List every line in the rows that contains the word "orange".

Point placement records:
— begin —

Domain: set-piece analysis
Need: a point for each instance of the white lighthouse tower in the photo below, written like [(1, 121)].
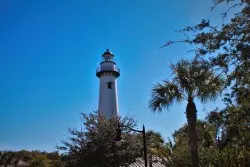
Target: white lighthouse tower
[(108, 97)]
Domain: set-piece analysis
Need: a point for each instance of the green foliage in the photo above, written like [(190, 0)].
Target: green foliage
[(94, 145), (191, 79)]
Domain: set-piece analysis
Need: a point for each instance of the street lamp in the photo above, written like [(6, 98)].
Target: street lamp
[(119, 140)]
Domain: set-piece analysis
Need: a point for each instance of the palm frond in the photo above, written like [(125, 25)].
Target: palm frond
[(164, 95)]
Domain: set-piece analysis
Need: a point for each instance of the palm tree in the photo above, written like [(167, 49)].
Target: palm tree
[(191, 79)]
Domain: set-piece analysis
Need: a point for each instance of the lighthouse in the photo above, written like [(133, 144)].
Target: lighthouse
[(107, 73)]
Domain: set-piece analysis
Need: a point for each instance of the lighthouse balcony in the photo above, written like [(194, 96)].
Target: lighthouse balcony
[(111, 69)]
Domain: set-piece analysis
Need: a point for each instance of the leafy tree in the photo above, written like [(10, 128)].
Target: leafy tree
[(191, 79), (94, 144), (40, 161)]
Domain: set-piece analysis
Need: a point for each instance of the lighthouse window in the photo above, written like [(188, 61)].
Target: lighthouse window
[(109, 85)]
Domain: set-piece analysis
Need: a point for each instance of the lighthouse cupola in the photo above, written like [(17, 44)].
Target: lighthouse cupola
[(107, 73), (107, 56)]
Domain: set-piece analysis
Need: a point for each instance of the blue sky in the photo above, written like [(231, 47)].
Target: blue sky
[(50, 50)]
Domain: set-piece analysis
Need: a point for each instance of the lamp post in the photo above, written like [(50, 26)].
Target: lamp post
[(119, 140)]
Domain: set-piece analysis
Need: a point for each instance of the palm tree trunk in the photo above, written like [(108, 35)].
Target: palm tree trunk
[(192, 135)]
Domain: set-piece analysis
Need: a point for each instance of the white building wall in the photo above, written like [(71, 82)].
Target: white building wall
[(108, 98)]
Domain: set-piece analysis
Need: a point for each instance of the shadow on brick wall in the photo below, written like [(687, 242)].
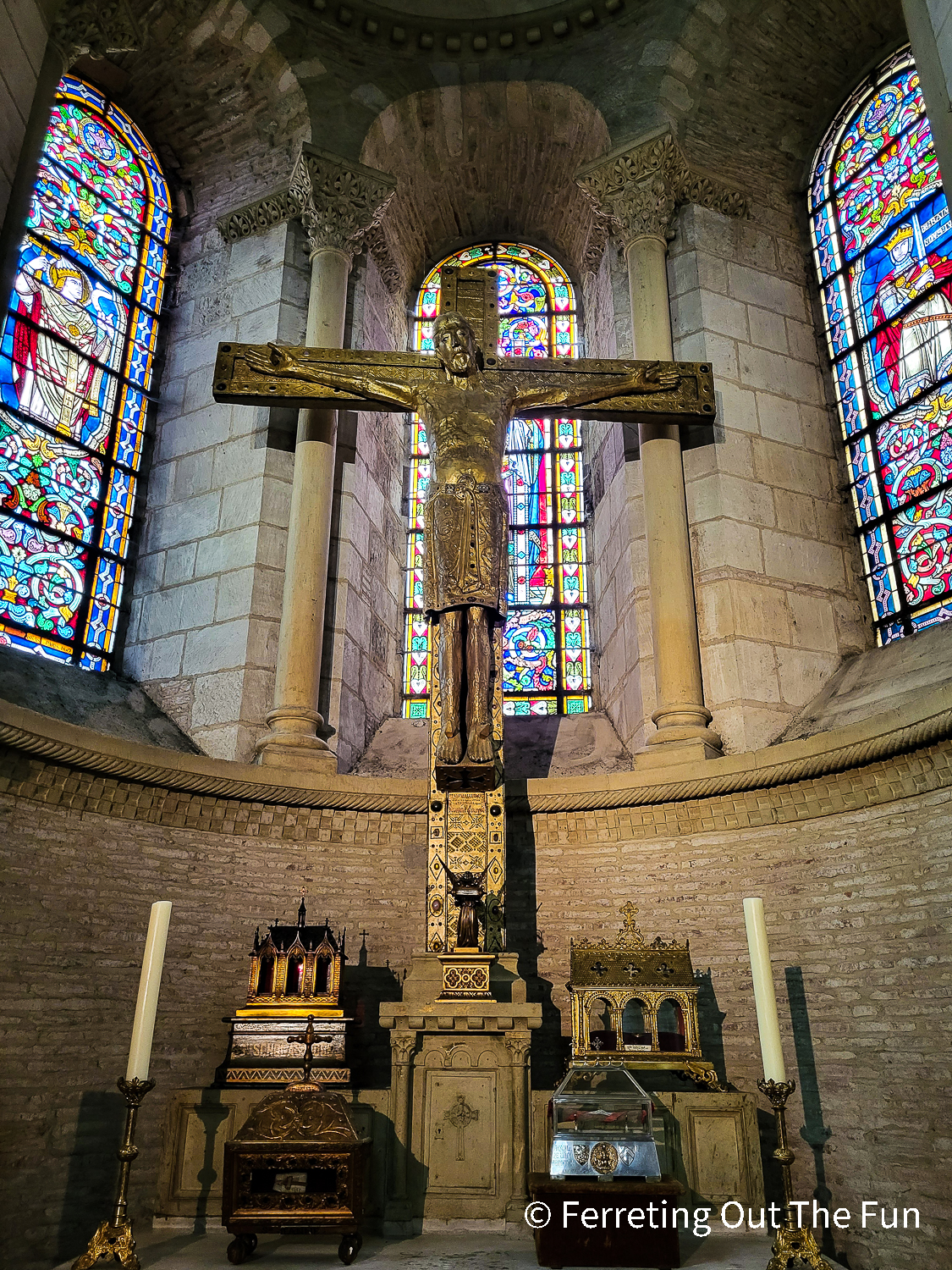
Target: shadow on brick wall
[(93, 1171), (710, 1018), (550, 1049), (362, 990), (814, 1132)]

— end —
— begin —

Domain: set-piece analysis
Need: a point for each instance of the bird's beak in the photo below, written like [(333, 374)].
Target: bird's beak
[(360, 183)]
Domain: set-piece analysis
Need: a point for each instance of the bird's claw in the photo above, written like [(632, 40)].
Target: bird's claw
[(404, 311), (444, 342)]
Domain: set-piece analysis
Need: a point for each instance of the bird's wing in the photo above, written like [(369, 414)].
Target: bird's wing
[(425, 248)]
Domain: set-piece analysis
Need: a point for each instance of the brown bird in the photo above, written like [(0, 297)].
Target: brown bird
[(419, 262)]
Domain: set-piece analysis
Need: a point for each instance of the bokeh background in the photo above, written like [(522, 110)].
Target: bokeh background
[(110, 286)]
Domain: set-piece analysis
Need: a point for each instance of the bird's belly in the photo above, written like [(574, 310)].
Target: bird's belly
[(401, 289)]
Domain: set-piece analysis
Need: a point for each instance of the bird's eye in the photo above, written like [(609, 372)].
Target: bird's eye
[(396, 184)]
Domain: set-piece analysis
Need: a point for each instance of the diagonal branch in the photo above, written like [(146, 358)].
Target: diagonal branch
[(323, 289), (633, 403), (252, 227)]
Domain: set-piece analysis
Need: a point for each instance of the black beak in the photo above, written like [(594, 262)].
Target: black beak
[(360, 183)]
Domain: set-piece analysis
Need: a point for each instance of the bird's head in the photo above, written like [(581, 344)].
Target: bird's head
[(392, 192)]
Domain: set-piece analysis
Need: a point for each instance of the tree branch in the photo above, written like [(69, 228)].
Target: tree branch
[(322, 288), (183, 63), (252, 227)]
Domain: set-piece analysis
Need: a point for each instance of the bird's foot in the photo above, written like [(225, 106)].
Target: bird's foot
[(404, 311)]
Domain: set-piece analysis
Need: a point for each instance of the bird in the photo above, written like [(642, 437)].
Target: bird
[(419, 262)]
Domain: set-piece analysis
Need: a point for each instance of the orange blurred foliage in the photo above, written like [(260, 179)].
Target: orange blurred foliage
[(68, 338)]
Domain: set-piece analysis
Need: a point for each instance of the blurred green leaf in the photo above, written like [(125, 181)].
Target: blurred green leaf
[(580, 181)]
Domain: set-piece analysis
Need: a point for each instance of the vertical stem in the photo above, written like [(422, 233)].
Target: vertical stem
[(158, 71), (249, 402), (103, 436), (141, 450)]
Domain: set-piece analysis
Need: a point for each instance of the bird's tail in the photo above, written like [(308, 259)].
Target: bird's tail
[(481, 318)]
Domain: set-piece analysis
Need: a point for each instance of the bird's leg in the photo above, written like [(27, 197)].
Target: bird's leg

— end —

THE RESULT:
Need: a point for each instance of the orange blurred foliage in the photo above, written like [(260, 179)].
Target: orange blurred foliage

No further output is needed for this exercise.